▼

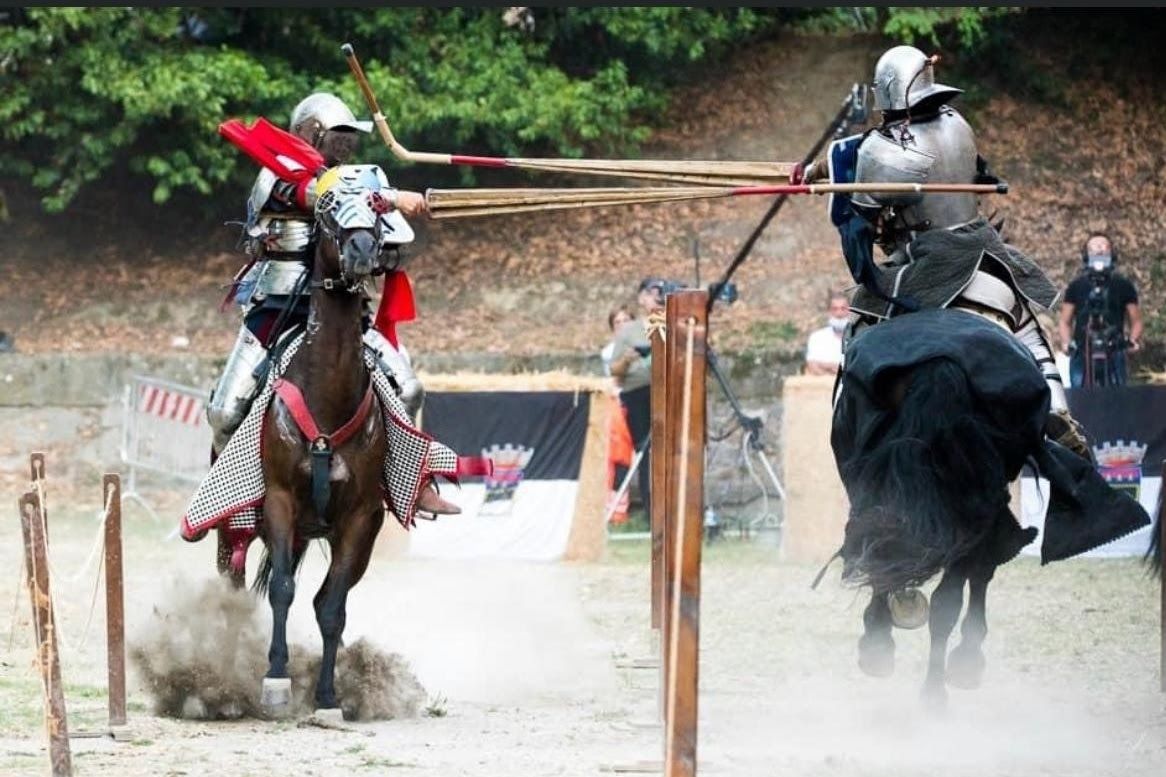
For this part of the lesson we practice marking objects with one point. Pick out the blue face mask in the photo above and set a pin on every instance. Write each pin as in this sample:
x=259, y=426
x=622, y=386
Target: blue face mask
x=1100, y=263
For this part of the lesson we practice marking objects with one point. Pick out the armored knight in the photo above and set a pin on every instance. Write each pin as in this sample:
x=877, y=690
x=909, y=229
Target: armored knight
x=278, y=232
x=273, y=287
x=942, y=252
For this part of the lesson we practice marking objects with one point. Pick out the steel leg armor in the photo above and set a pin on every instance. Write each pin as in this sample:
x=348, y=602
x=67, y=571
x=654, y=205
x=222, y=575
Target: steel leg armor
x=393, y=362
x=237, y=387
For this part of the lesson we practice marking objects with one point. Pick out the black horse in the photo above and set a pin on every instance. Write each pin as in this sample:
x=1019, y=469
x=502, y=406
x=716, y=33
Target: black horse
x=935, y=414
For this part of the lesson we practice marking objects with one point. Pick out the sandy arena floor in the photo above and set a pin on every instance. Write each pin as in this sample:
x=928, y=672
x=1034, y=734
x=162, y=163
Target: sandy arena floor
x=524, y=662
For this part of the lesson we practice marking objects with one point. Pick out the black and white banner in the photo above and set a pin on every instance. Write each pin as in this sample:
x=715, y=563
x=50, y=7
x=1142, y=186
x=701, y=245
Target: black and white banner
x=525, y=510
x=1126, y=428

▲

* **WHAT YOU WILL DO**: Reproduce the items above verbatim, starting at the very first line and continuing through the line containing "x=942, y=252". Omit the pictures.

* **ANSWER TO THE EXERCISE**:
For this part of the lesson we practice marking objects with one point. Pick out the blue face mask in the photo above and set a pin on every instance. Write each pin as in this sample:
x=259, y=426
x=622, y=386
Target: blue face mask
x=1100, y=263
For this part of the lesson we practice marking objects with one point. Pick out the armored knight in the photo above and set a pin on every instance. Write each pin as in this sample:
x=877, y=690
x=909, y=229
Target: armored knight
x=278, y=232
x=273, y=287
x=942, y=252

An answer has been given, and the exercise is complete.